Records to process:
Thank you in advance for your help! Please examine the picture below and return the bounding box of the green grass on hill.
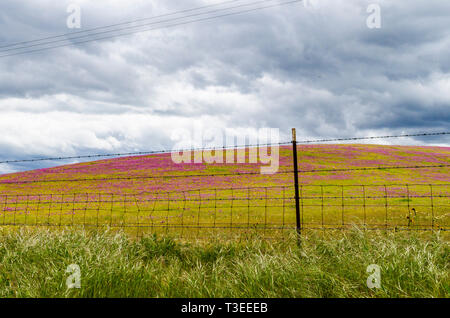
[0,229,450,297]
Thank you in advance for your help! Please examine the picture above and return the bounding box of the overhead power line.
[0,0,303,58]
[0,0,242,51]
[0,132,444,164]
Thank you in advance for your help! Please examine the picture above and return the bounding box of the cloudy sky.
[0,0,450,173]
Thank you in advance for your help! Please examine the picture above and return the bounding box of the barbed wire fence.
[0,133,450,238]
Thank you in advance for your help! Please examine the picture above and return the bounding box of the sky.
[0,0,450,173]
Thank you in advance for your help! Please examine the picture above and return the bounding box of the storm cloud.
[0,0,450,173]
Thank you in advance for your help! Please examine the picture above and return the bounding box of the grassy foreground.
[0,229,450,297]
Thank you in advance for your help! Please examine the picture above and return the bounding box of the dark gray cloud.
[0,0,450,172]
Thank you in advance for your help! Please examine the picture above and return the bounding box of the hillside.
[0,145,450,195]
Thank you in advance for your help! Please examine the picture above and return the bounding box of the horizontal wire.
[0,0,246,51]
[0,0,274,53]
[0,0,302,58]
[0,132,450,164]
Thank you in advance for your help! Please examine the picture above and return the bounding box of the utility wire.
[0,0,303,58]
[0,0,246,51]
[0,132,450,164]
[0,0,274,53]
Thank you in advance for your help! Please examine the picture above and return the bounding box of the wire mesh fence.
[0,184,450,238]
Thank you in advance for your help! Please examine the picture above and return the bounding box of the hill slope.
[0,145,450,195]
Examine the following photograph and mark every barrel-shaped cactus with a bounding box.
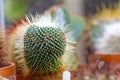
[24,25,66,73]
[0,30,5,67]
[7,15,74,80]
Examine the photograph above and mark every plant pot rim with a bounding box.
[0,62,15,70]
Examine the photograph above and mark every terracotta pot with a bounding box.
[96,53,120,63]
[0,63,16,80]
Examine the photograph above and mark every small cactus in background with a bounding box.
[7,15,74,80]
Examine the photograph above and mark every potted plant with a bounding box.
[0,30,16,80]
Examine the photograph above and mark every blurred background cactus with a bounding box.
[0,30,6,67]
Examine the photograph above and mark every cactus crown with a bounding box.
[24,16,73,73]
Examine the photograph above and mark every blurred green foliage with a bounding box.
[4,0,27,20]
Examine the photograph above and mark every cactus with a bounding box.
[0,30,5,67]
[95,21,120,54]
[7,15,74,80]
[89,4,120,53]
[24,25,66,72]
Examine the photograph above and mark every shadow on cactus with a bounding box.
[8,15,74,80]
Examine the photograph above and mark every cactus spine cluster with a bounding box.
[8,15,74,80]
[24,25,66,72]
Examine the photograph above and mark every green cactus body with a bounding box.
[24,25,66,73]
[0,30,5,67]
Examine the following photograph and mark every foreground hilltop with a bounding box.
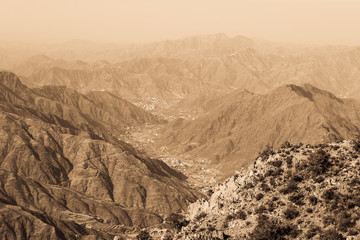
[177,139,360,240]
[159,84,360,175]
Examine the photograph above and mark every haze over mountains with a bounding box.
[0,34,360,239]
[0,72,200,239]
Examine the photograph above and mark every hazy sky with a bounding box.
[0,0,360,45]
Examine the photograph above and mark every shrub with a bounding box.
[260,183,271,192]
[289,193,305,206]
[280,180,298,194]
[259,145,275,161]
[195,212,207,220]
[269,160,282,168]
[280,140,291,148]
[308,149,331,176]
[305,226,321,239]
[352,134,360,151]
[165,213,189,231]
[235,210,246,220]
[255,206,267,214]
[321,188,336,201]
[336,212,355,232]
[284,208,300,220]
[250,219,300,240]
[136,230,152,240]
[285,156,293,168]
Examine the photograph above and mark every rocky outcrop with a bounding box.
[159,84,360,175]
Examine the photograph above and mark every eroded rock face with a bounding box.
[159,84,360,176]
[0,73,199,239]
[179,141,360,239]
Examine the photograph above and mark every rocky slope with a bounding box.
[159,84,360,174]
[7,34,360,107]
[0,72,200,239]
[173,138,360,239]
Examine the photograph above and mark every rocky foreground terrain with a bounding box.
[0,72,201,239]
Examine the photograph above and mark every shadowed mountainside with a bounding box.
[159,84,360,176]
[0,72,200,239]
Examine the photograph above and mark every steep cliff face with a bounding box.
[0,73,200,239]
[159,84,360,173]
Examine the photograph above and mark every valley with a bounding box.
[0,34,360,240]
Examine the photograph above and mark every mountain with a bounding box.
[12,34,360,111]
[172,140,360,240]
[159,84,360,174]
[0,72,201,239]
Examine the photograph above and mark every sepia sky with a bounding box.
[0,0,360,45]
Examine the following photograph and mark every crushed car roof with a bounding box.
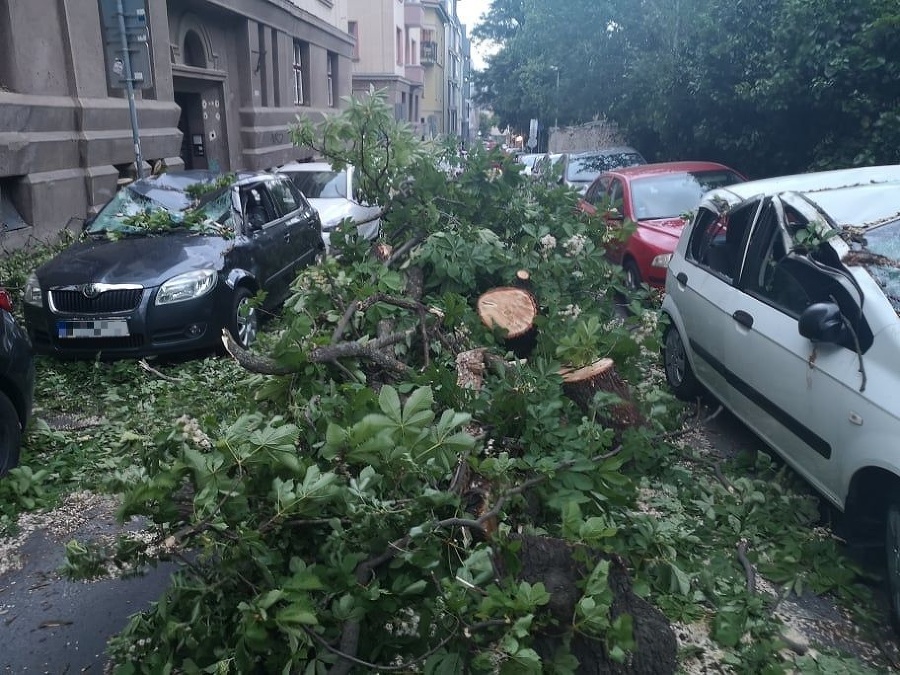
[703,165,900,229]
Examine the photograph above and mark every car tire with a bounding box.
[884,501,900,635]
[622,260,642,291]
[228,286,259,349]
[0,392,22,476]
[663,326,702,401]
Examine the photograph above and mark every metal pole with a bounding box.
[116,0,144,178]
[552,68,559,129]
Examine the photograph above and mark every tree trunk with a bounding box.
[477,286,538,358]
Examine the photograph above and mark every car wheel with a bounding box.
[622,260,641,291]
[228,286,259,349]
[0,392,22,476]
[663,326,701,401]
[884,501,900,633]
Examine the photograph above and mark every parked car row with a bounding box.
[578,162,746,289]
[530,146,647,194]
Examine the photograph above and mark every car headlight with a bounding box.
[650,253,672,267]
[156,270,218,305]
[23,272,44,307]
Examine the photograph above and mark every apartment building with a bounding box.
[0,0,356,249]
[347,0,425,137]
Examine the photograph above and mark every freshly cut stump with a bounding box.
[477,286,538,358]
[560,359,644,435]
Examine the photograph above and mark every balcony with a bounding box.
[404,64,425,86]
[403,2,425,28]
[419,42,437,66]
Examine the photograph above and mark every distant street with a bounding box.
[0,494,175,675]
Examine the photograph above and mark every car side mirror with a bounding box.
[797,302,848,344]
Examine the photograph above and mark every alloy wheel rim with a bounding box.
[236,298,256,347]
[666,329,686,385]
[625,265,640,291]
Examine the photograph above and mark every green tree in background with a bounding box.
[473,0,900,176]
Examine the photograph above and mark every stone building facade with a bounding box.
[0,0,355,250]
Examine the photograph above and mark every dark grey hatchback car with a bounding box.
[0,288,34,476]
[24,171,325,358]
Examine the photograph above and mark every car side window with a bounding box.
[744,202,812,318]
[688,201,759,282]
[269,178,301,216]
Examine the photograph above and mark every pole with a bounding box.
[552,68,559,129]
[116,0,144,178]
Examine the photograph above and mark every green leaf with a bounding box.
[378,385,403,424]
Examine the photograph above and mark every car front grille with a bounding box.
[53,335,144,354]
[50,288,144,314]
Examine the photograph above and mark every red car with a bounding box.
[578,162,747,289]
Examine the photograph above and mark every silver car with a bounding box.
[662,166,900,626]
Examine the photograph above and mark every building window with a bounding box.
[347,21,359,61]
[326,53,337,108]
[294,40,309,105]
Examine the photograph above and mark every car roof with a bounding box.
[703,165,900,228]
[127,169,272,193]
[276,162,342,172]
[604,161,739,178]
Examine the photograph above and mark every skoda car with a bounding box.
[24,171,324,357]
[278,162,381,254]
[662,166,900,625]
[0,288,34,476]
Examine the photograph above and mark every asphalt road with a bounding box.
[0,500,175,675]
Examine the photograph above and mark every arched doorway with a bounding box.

What the exercise asks: Collect every row above that contains the word "blurred", and copy each one in full. Matching is case-sensitive.

Output:
Examine the photograph above and mark every blurred background cactus with a bounding box.
Examine the photograph above and mark every blurred green foliage with a bounding box.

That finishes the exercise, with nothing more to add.